Every line below that contains "sitting" is to be copied.

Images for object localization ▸

——————————

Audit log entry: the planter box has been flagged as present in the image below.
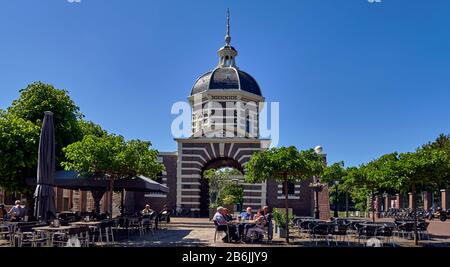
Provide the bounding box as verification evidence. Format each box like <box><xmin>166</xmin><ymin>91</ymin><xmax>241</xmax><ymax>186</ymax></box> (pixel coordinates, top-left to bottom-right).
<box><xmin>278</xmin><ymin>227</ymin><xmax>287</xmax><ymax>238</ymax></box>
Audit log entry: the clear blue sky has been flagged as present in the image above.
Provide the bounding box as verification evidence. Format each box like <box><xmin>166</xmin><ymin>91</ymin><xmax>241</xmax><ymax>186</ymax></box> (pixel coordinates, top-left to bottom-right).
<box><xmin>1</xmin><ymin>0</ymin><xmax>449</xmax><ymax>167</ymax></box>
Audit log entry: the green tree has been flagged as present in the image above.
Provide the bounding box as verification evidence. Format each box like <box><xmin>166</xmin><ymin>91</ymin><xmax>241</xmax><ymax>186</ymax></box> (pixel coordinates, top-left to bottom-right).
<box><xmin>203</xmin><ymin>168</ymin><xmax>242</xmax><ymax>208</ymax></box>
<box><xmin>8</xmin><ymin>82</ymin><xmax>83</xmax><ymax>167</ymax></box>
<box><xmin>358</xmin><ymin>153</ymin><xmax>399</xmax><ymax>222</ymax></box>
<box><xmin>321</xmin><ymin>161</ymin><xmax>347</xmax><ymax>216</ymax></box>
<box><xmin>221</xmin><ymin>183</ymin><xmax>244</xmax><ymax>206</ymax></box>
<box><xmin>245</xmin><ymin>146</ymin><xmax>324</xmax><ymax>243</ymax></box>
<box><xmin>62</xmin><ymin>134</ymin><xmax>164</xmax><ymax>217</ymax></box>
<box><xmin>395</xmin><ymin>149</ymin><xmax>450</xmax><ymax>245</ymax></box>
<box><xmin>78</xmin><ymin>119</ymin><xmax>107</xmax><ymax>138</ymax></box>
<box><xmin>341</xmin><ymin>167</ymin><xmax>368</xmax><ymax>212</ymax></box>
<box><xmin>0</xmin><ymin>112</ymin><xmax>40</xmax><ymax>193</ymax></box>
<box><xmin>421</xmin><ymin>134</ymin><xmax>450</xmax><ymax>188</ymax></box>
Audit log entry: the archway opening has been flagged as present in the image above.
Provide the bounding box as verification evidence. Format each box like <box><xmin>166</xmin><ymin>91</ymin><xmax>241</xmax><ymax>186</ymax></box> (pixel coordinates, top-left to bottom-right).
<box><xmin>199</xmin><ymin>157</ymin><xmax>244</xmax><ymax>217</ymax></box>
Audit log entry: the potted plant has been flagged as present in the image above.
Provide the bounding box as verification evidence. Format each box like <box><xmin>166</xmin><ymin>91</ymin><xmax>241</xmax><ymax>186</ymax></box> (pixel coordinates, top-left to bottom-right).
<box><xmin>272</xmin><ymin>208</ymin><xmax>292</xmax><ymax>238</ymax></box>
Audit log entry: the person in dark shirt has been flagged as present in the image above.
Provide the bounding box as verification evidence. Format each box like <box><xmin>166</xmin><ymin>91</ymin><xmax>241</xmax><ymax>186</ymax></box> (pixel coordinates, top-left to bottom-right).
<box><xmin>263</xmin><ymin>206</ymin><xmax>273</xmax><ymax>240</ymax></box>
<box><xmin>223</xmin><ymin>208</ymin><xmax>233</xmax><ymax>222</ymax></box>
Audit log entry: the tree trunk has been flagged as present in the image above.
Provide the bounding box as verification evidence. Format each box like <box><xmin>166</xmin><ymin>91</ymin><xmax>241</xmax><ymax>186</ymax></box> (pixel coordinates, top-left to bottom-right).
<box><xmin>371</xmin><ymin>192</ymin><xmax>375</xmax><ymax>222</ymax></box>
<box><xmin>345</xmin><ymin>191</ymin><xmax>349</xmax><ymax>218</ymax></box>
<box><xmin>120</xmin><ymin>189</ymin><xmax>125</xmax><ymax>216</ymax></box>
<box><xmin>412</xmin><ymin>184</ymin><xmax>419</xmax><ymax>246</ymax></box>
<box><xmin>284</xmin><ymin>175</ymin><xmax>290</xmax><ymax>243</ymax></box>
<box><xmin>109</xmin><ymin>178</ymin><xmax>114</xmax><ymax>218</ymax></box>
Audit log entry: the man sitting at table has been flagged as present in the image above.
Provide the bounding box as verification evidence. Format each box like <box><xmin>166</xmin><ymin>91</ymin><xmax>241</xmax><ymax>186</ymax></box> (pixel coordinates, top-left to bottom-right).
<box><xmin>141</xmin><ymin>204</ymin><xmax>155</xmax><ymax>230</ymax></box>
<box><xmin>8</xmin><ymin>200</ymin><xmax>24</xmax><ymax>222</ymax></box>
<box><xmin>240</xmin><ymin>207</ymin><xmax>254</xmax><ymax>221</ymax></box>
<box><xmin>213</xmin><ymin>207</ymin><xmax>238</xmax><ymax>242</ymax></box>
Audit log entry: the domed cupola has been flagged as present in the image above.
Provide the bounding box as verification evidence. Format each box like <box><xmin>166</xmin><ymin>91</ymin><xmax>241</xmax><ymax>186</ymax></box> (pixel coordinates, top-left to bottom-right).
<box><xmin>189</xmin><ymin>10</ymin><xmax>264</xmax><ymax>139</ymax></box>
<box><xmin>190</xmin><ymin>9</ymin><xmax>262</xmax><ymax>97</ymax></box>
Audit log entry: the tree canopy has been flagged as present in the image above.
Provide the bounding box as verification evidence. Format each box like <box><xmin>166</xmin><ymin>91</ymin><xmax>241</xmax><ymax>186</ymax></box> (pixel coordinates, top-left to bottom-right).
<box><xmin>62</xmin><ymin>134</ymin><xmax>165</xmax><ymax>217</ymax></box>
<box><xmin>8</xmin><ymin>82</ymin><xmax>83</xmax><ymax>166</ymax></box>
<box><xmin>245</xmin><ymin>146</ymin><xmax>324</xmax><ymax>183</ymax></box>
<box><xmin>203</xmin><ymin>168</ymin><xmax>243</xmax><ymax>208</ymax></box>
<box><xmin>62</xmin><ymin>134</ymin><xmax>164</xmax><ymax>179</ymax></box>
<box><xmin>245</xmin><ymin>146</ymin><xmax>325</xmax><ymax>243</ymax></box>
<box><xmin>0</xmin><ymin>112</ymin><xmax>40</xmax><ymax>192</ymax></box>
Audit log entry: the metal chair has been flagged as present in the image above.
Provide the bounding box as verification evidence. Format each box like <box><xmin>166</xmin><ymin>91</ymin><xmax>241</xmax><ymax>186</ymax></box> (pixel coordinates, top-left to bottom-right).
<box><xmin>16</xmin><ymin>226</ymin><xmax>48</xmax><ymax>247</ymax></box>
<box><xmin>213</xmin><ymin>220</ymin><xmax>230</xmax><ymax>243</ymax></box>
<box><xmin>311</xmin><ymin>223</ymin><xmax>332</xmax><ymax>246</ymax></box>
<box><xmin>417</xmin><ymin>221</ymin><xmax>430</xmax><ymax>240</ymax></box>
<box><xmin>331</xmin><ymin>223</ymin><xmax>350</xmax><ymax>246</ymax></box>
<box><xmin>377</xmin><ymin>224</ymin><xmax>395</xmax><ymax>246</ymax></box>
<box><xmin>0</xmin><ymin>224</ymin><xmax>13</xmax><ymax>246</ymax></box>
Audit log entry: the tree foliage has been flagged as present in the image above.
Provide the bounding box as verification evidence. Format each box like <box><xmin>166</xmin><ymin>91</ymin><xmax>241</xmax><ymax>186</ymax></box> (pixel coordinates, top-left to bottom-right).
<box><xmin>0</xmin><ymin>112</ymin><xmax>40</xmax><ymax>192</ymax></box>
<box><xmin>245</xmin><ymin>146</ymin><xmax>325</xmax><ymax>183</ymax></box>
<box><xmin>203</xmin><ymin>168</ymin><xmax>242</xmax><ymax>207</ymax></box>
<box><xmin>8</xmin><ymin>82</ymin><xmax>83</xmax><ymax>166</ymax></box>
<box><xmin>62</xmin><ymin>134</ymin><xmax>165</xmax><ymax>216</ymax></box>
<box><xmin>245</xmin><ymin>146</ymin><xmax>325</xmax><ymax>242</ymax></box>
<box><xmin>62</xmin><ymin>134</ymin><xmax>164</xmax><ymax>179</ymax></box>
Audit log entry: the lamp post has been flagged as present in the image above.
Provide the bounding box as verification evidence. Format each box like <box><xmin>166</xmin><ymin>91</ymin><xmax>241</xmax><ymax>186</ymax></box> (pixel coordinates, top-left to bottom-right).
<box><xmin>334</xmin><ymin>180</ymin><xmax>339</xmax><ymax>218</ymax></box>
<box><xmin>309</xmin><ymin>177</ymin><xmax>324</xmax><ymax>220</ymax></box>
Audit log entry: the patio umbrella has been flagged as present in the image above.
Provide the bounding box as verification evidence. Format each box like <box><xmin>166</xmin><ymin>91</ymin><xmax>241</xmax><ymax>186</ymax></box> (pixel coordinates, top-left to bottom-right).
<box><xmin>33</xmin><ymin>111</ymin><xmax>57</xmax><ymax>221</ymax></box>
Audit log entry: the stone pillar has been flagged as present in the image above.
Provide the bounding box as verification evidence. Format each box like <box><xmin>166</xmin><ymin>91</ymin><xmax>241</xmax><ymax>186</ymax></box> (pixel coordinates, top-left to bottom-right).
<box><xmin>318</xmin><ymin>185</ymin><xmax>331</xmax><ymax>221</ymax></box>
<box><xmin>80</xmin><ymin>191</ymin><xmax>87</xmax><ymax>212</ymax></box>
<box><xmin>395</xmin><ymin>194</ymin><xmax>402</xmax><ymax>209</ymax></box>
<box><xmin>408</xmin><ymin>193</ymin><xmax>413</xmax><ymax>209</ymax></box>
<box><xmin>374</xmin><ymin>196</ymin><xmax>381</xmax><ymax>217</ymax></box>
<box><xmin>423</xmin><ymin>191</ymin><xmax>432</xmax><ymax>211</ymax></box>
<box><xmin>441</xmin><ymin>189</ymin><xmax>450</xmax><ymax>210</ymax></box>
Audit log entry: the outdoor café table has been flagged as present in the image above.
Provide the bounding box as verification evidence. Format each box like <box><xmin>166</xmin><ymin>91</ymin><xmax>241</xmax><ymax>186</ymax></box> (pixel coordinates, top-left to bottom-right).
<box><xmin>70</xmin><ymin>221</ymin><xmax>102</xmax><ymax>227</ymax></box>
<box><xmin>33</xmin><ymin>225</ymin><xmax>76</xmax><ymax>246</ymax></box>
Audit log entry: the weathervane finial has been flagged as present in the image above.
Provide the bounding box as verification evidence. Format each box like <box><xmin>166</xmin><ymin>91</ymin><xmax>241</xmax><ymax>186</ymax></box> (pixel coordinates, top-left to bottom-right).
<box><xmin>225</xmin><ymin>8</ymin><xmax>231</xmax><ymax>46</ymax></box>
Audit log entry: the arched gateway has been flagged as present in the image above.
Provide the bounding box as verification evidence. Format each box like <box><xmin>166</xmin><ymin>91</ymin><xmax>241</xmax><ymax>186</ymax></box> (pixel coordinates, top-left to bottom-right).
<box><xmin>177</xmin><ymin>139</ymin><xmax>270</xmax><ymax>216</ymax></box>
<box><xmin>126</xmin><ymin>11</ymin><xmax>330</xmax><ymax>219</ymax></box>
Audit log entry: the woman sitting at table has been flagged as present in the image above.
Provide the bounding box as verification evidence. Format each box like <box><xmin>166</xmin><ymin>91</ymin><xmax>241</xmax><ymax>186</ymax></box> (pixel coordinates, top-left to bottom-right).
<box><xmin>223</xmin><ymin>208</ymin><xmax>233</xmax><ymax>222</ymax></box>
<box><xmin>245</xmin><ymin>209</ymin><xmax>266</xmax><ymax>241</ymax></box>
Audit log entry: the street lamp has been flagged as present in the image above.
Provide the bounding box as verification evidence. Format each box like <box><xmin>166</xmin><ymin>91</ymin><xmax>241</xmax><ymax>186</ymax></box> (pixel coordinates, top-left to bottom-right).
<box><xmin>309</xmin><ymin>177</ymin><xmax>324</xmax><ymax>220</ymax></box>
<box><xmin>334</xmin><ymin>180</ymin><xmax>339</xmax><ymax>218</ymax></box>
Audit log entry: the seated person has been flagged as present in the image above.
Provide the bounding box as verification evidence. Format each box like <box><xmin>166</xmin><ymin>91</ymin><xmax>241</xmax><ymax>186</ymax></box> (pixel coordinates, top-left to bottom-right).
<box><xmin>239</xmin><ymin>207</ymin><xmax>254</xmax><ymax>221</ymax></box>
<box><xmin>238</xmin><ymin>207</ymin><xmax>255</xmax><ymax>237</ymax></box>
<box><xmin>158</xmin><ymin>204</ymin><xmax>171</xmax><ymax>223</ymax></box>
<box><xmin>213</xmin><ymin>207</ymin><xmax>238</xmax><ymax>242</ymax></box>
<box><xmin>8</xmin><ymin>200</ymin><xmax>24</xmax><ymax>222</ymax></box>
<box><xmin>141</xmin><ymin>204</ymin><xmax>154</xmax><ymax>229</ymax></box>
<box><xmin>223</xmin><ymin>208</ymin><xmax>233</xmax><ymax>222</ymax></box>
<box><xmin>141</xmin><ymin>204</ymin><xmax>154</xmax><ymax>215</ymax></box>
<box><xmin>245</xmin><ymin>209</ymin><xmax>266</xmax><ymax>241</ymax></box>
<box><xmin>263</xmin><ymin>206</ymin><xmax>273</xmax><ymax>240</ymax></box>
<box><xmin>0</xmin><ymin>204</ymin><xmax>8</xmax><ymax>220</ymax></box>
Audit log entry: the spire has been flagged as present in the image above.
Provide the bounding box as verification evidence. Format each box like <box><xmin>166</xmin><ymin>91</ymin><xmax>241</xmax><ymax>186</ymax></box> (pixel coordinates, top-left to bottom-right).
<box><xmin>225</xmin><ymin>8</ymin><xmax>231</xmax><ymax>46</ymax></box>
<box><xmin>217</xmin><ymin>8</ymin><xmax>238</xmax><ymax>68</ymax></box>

——————————

Response for this exercise ▸
Audit log entry: the man sitting at table has been flagged as present in the image above.
Audit log entry: the woman sitting at table has been flagged as present in the image above.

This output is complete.